What the task requires: Copy the data below verbatim, leaving no line out.

(Point-per-instance localization data)
↓↓↓
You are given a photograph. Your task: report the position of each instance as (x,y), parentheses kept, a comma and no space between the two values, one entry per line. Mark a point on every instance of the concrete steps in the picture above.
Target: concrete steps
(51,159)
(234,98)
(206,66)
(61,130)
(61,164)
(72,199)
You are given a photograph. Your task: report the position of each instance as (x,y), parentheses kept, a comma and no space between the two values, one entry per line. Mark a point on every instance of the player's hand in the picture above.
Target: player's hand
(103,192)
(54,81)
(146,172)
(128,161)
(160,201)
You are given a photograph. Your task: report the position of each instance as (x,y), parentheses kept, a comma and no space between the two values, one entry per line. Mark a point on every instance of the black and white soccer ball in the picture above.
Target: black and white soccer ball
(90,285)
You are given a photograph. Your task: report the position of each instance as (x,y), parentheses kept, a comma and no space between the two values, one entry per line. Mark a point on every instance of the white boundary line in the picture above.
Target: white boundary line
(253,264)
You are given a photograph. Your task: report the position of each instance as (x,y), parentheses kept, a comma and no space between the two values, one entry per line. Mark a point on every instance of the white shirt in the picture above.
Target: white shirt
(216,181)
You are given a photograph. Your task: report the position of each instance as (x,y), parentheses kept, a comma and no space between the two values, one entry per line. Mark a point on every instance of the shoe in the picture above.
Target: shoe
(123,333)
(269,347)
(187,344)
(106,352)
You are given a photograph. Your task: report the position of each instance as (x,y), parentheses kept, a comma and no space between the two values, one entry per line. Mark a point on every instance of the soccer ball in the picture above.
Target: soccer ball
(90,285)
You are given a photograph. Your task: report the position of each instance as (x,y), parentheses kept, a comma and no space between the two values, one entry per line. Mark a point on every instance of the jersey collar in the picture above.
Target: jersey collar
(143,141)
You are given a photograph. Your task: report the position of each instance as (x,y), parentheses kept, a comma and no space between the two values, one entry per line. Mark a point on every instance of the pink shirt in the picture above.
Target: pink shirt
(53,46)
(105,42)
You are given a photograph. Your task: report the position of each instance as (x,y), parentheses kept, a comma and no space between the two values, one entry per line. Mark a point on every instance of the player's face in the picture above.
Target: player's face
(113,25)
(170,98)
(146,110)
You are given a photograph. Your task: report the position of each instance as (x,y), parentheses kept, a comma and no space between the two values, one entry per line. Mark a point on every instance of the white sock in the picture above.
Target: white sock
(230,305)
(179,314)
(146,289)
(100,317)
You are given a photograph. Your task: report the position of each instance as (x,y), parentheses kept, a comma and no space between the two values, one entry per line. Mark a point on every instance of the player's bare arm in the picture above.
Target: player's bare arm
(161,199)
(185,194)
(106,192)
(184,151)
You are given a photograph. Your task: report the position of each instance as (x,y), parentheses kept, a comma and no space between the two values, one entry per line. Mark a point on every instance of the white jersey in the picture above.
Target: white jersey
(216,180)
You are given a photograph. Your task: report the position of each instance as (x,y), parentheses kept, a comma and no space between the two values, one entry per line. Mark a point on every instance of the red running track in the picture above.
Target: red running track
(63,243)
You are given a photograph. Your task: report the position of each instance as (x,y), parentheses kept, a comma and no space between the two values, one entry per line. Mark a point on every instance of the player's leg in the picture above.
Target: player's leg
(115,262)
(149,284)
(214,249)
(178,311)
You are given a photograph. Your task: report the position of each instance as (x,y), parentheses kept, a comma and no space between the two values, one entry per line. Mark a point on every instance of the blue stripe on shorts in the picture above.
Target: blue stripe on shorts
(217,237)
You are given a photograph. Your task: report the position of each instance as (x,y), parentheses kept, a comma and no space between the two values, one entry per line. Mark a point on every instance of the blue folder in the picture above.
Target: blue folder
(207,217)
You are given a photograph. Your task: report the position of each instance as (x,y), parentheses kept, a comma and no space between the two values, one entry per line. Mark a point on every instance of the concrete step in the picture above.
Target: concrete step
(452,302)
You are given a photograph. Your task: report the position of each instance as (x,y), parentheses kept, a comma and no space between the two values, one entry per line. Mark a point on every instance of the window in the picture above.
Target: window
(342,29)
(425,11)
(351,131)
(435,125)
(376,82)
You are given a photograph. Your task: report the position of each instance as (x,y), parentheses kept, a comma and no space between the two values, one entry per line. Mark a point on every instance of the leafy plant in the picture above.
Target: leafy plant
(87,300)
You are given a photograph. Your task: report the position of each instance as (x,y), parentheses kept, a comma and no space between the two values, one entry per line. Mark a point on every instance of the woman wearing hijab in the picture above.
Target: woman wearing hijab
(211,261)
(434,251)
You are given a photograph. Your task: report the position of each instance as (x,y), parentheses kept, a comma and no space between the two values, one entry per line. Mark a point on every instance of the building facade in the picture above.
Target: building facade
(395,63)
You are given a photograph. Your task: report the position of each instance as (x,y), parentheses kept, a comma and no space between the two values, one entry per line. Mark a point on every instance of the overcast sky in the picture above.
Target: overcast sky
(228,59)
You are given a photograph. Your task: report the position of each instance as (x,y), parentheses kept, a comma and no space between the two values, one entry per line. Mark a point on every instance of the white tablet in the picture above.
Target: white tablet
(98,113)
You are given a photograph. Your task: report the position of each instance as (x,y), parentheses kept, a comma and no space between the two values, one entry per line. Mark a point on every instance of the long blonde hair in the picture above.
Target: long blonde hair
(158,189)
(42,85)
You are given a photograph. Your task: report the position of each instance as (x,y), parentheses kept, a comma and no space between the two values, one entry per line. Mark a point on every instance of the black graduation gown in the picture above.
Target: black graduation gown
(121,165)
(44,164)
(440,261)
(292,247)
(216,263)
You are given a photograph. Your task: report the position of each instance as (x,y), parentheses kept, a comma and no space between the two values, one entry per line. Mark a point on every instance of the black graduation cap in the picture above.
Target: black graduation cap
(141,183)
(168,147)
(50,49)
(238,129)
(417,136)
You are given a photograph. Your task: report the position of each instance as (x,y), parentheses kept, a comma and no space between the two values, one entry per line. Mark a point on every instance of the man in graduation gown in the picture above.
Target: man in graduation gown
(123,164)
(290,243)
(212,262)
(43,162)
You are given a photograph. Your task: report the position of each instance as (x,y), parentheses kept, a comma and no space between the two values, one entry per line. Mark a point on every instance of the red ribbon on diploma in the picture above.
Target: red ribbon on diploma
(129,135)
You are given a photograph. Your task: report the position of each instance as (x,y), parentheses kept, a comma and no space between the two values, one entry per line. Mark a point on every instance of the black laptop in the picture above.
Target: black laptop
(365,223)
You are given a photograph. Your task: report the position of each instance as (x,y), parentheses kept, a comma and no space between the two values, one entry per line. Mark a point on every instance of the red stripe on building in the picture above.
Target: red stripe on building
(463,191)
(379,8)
↑↑↑
Solution to this exercise:
You are given a photograph. Your task: report the position of each instance as (x,y), parentheses kept, a comma and no space between the two values, one entry per line. Mark a point on every instance of the concrete steps in the picture above.
Target: concrete steps
(51,159)
(234,98)
(206,66)
(61,130)
(61,164)
(72,199)
You are given a photograph. Your task: report the position of each instance as (x,y), parentheses kept, a comma and no space between the two values, one entry per line. Mark a point on every instance of the player's hand in the picture above.
Target: player's hand
(103,192)
(54,81)
(146,172)
(128,161)
(160,201)
You are given a photograph. Your task: report the position of each instance as (x,y), parentheses kept, a comma and no space between the two values, one entry per line. Mark a point on every instance of the black and white soccer ball in the picture above.
Target: black and white soccer ball
(90,285)
You are given a photograph. Your task: report the position of each instance as (x,y), parentheses kept, a comma and no space between the two values, one entry per line. Mark a point on every instance of the white boundary line in the picture above.
Target: white boundary line
(253,264)
You are given a photograph. Your task: report the position of each instance as (x,y), parentheses kept, a comma and no space between the two values, one entry per line. Mark a point on every instance of the white shirt in the picture above.
Target: white shirt
(216,181)
You are given a photograph. Your task: report the position of each instance as (x,y), parentheses kept, a comma and no space between the two values, one entry per line. Mark a point on every instance of the shoe in the picture above.
Target: shoe
(123,333)
(269,347)
(187,344)
(106,352)
You are given a photograph. Your task: report the position of each instance as (x,y), parentheses kept, a comma and no space between the two values, one entry per line. Mark a point on every instance of the soccer ball in the picture above.
Target: soccer ball
(90,285)
You are given a photograph. Your task: report the position of each instance as (x,y), parentheses kept, a comma and no space between the two values, one entry per line. Mark a point on every instance of the jersey collar in the picture above.
Target: jersey collar
(143,141)
You are given a photograph. Your task: report the position of each instance as (x,y), parentheses kept, a comma and no space between the two values, one entry per line. Mark a point on every instance of the pink shirt in the picture above.
Target: pink shirt
(53,46)
(105,42)
You are given a photograph. Your task: report the position of each instance as (x,y), parentheses kept, a comma and no space between the two values, one entry per line. Mark a point on every instance of the player's face in the picture above.
Target: player's face
(113,25)
(170,98)
(146,110)
You are given a photograph. Your task: report the position of each instance as (x,y), parentheses kept, a comma and no space between the two values, one entry per line. Mark a point on every instance of the white sock in the picture above.
Target: white sock
(230,305)
(179,314)
(146,289)
(100,317)
You are given a photograph. Your task: report the position of each instance as (x,y), parentheses kept, a comma and no space between the two values, one entry per line. Mark a point on every instance of the player's bare arm in the picture above.
Target: player's bare arm
(161,199)
(185,194)
(106,192)
(184,151)
You are given a photograph. Your task: report the position of each instance as (x,y), parentheses kept, a comma and no space between the two values, one entry per line. Mark a point on every instance of the white jersey in the picture above.
Target: white jersey
(216,180)
You are given a photograph. Your task: report the position of each instance as (x,y), parentheses kept, a comma and no space between the two values, one entry per line. Mark a point on every instance of the red running track in the picture above.
Target: red running track
(63,243)
You are given a photograph. Your task: report the position of each instance as (x,y), parentheses kept, a comma and no space between the two values, one entry per line. Mark a point on every instance of the player's leg in the picture above.
Target: player's leg
(115,262)
(149,284)
(214,249)
(178,311)
You are given a photograph. Your task: report the position of each instance as (x,y), parentheses kept, a comma and no space between the two values, one entry per line. Mark a point on every instance of the blue stripe on shorts in the picture above.
Target: blue stripe on shorts
(217,237)
You are given a photograph. Your task: report the position of each instance as (x,y), parentheses kept, a comma and no space between the two values, one entry per line. Mark a point on every instance of the blue folder in the picture above.
Target: blue folder
(207,217)
You are given a photograph. Your task: report the position of each instance as (x,y), parentheses kept, a comma and no space between the two values, one entry per line. Mark a point on every instance of the concrete step in the picture above.
Target: concrete step
(452,302)
You are given a photograph. Your task: report the position of each instance as (x,y), parentheses kept, a comma and no space between the two values, one entry per line. Mark a point on every instance of the window in the picture above.
Target: window
(342,29)
(425,11)
(351,131)
(435,125)
(376,82)
You are given a photograph. Your task: report the position of each instance as (x,y), parentheses kept, a comma and no space between the two values, one entry per line. Mark a point on every instance of the leafy plant in the picture above.
Target: leafy plant
(87,300)
You are given a photograph. Your task: report the position of each instance as (x,y), parentheses kept, a comma and no space between the two values, one entry per line. Mark a point on every instance of the woman wearing hijab in the picture above.
Target: woman wearing hijab
(211,261)
(434,251)
You are given a photograph. Your task: report the position of each instance as (x,y), parentheses kept, a comma and no space between the two values, one entry per line. Mark a point on every instance of the building facade in the picture above.
Target: building facade
(395,63)
You are given a photograph. Your task: report the position of each instance as (x,y), parentheses kept, a comma and no space between the two values, one entry per line. Mark a point on every instance of the overcast sky in the picture above.
Target: overcast sky
(228,59)
You are given a photograph. Your task: report the position of each instance as (x,y), parentheses kept, a comma and no space between the two values, one entry per line. Mark a point on every instance of the white tablet in the picture above.
Target: white tablet
(98,113)
You are given a photograph. Your task: report the position of each instance as (x,y), parentheses kept, a comma and no space between the two values, one entry per line. Mark a point on every instance of the long blonde hair in the picture above.
Target: long blonde hair
(158,189)
(42,85)
You are given a photograph. Your task: report the position of each instance as (x,y), parentheses kept, a comma and no space between the two values, one entry per line. Mark a point on every instance of the black graduation gown in the picture above.
Target: black graduation gown
(121,165)
(44,164)
(440,261)
(292,247)
(216,263)
You are given a photograph. Your task: report the position of each instance as (x,y), parentheses kept, a comma and no space between the two values, one entry per line. Mark a point on every instance of the black graduation cap in the picture above.
Target: black graduation cap
(141,183)
(168,147)
(50,49)
(238,129)
(417,136)
You are given a photograph. Your task: report the position of each instance as (x,y), parentheses kept, a comma and no space between the two values, one entry per line. Mark a point on every instance of the man in graduation gown in the picture above.
Target: man in graduation gown
(123,164)
(290,243)
(212,262)
(43,162)
You are given a photograph. Your task: report the position of each instance as (x,y), parentheses kept, a comma and no space between the two values, one entry per line. Mark a point on every instance of the red ribbon on diploma in the picture above.
Target: red ribbon on diploma
(129,135)
You are given a photograph. Your task: report the position of each instance as (x,y), parentheses kept, a comma and no space between the two values, one entry per line. Mark a point on every instance of the black laptop in the picture above.
Target: black laptop
(365,223)
You are given a photograph. Your task: report the position of each instance as (x,y), parentheses kept, a comma and no space between the two values, one entry per line. Mark a point on every instance of the red stripe on building in the picture above.
Target: red stripe on building
(463,191)
(379,8)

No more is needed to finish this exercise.